═════ Data for analysis
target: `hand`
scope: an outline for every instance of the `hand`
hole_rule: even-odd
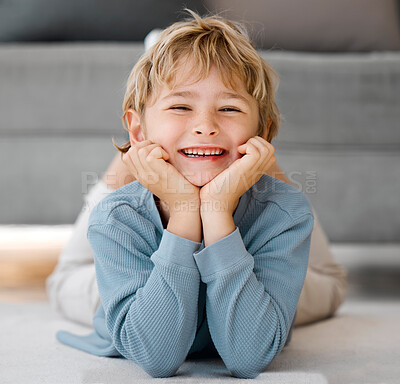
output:
[[[138,142],[122,157],[136,180],[167,204],[169,213],[199,206],[200,189],[167,162],[168,153],[150,140]]]
[[[275,148],[260,136],[238,147],[243,157],[200,190],[201,215],[223,212],[233,215],[240,197],[276,162]]]

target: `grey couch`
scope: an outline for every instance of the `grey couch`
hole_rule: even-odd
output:
[[[141,43],[0,46],[0,224],[73,223],[125,141]],[[400,52],[261,52],[280,75],[278,163],[333,242],[400,242]]]

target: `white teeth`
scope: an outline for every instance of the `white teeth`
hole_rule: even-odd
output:
[[[188,148],[188,149],[184,149],[183,153],[185,153],[185,155],[193,155],[193,156],[215,156],[215,155],[221,155],[222,152],[224,150],[223,149],[196,149],[196,148]]]

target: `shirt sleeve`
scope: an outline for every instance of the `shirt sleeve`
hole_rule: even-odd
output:
[[[207,318],[220,356],[237,377],[254,378],[285,345],[307,270],[312,214],[246,249],[239,229],[194,254],[207,284]],[[265,236],[264,236],[265,235]]]
[[[171,376],[195,337],[200,244],[164,230],[152,252],[139,232],[89,227],[106,328],[121,355],[153,377]]]

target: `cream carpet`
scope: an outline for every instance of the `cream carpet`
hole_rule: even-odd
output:
[[[254,380],[229,375],[221,360],[186,361],[176,376],[153,379],[124,359],[59,344],[55,333],[90,329],[53,313],[47,302],[0,303],[0,383],[400,383],[400,301],[351,299],[332,319],[298,327],[269,369]]]

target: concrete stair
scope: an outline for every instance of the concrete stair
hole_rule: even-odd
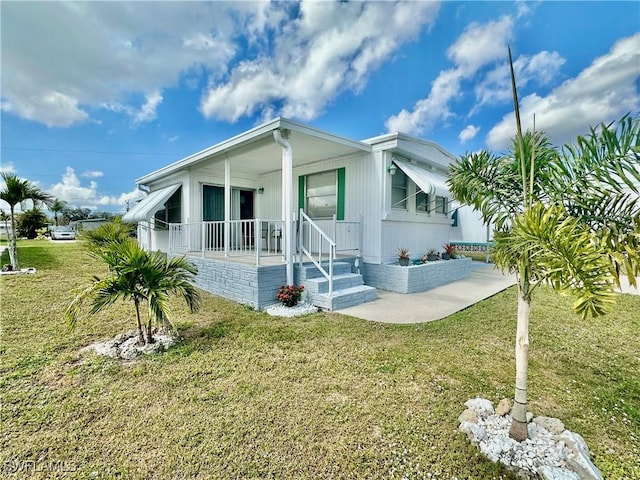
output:
[[[328,264],[323,264],[325,270]],[[313,264],[296,265],[296,284],[304,285],[307,301],[324,310],[340,310],[377,298],[376,289],[364,284],[362,275],[351,272],[348,262],[333,263],[333,295],[329,295],[329,280]]]

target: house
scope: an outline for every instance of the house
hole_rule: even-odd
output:
[[[106,218],[85,218],[82,220],[74,220],[69,222],[69,226],[76,232],[91,231],[101,227],[109,220]]]
[[[303,283],[335,310],[468,275],[470,261],[397,266],[399,248],[419,259],[455,236],[453,160],[402,133],[355,141],[277,118],[139,178],[148,195],[123,220],[214,294],[263,309]]]

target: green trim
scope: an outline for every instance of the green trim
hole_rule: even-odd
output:
[[[307,190],[305,188],[305,176],[300,175],[298,177],[298,211],[300,209],[304,210],[304,198],[307,194]]]
[[[337,220],[344,220],[344,200],[345,200],[345,174],[347,169],[338,169],[338,206],[336,212]]]

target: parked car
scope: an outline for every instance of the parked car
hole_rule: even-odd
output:
[[[76,232],[67,225],[53,227],[51,229],[51,240],[75,240]]]

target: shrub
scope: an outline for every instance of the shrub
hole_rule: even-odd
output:
[[[278,291],[278,301],[285,307],[295,307],[302,297],[304,285],[283,285]]]

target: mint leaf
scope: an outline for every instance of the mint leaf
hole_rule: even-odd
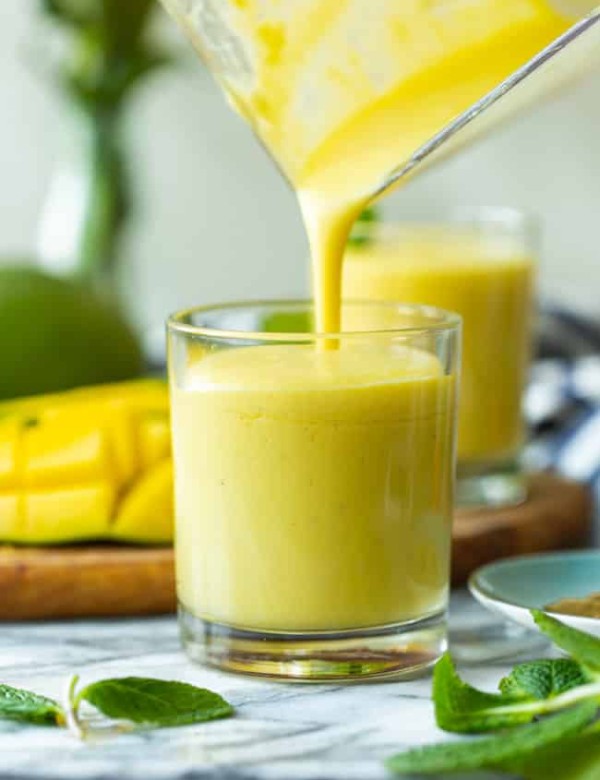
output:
══════════
▸ Problem details:
Of the entries above, how many lines hold the word "target"? Give back only that number.

▸ Expected answer:
11